**Work item**.
Write out again only the lines that run from the start of the entries to the line containing "Where can you see the white daisy?", both included.

(Data to examine begins)

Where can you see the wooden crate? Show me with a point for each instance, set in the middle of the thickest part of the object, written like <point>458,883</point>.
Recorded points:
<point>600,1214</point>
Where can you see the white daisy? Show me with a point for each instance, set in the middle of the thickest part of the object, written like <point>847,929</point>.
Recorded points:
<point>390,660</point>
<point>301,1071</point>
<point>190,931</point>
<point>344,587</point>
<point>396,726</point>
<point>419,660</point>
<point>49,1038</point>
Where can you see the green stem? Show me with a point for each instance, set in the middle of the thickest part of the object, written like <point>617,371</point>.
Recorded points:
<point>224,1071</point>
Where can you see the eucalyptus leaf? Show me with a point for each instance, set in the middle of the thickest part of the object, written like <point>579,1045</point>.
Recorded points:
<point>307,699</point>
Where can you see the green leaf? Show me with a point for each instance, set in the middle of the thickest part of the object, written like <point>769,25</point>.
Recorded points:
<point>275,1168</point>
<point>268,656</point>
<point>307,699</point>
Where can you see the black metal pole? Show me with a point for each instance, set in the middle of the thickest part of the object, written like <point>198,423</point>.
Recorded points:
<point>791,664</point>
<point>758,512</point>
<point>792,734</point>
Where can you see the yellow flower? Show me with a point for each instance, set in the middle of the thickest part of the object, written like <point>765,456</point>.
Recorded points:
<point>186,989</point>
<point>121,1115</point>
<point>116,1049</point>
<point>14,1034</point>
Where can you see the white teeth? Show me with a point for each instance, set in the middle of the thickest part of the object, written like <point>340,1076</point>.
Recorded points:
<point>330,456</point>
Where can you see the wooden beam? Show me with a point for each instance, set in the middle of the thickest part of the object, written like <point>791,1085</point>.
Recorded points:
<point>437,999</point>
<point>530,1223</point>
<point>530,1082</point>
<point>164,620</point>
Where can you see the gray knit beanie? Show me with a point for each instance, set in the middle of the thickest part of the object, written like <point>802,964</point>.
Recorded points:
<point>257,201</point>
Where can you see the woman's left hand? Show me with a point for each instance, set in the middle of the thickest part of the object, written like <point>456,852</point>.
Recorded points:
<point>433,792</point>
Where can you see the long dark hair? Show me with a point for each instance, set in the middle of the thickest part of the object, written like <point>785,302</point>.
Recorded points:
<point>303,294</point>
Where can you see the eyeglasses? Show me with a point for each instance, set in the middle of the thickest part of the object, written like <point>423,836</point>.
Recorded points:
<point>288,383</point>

(Data to examine ends)

**Result of the exercise**.
Where can you see the wooden crate? Show me with a point for each instance, set in the middle of the thickest part of the object, written like <point>458,883</point>.
Recorded points:
<point>600,1214</point>
Where can you see the white daisy? Show me with a point for each instance, set in the middle of the thickest part of the object, written like <point>847,929</point>.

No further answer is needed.